Extracted records
[start]

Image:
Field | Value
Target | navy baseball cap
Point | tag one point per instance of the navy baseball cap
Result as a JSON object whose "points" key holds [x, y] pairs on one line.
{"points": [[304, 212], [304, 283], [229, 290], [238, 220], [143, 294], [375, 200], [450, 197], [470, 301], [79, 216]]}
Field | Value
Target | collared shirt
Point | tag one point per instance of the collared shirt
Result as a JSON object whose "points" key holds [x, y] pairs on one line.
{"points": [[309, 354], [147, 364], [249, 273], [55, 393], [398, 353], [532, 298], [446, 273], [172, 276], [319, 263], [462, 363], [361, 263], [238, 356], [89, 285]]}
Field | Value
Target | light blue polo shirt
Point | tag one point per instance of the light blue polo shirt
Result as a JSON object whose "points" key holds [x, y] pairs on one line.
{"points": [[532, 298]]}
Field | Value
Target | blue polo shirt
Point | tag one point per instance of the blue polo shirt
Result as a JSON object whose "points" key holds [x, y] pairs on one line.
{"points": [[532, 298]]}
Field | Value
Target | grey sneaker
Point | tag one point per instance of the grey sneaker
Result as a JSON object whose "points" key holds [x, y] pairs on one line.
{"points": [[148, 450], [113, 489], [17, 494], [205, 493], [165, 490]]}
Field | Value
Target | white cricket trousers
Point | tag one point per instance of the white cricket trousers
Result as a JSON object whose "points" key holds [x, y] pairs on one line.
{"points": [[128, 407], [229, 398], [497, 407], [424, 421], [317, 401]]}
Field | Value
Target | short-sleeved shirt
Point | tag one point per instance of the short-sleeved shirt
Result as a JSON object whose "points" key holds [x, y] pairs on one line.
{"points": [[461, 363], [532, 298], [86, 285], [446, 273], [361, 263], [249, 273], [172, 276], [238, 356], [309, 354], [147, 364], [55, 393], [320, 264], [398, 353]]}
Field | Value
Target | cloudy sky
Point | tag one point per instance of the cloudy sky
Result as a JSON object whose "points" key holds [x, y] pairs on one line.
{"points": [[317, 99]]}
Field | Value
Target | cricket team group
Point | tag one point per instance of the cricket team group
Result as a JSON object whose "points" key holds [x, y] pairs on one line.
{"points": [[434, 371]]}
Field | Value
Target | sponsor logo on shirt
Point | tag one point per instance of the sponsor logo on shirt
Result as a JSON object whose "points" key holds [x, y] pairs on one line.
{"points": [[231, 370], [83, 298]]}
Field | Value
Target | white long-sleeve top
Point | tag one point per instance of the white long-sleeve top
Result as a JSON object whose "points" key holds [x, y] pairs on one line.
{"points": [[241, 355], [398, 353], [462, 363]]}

[end]

* THE PROBLEM: Transcribe the records above exactly as they appear.

* RESULT OF THE TASK:
Image:
Field | Value
Target | navy baseball cap
Point | tag one point per instance of the navy baseball cap
Result as a JSON object whose "points" key holds [x, y] pairs on one line.
{"points": [[304, 212], [304, 283], [229, 290], [238, 220], [143, 294], [375, 200], [450, 197], [470, 301], [79, 216]]}
Field | Value
Target | collared shirt
Point | tag one point per instance of the collared shirt
Result as a JSON object whose "points" key holds [x, y] pairs on one line.
{"points": [[309, 354], [147, 364], [249, 273], [55, 393], [398, 353], [532, 298], [446, 273], [172, 276], [319, 263], [462, 363], [361, 263], [238, 356], [89, 285]]}
Field | Value
Target | light blue polo shirt
Point | tag one point per instance of the light blue polo shirt
Result as a JSON object whose "points" key holds [x, y] pairs on one line.
{"points": [[532, 298]]}
Field | Value
Target | blue polo shirt
Point | tag one point per instance of the blue polo shirt
Result as a JSON object whose "points" key holds [x, y] pairs on one line.
{"points": [[532, 298]]}
Field | Value
Target | grey sneaker
Point | tag one point per instance of the grey sneaker
Result as a JSON object whose "points" key holds [x, y] pairs on one line.
{"points": [[148, 450], [113, 489], [17, 494], [205, 493], [165, 490]]}
Field | Value
Target | white cricket trousers
Point | tag one point per instance of the white cricket trousers
Result as a JSON object whose "points" key holds [x, y] pairs on one line.
{"points": [[128, 407], [229, 398], [497, 407], [424, 421], [317, 401]]}
Field | Value
Target | short-sleeved shirt
Point | tag one point per instance of the short-sleeved shirt
Result as a JSON object whose "points" key holds [x, y] pairs on one line.
{"points": [[461, 363], [532, 298], [86, 285], [446, 273], [361, 263], [249, 273], [172, 276], [238, 356], [309, 354], [147, 364], [55, 393], [320, 264], [398, 353]]}
Field | Value
Target | cloudy sky
Point | tag one point per instance of the cloudy sky
Result as a JSON object whose "points" key holds [x, y] pairs on one line.
{"points": [[317, 99]]}
Field | Value
Target | cricket team group
Point | tag one point per instance of the cricket team group
Result as a JSON object whose "points" key holds [x, y] pairs on one line.
{"points": [[434, 371]]}
Field | Value
Target | sponsor logo on shirt
Point | tag one point per instance of the sponsor logo on shirt
Result as a JSON object whose "points" key holds [x, y] pairs on one line.
{"points": [[231, 370], [83, 298]]}
Field | Value
Target | white long-sleeve top
Point | tag one point per instance of the white long-sleeve top
Result as a JSON object whose "points" key holds [x, y] pairs on one line.
{"points": [[241, 355], [398, 353], [462, 363]]}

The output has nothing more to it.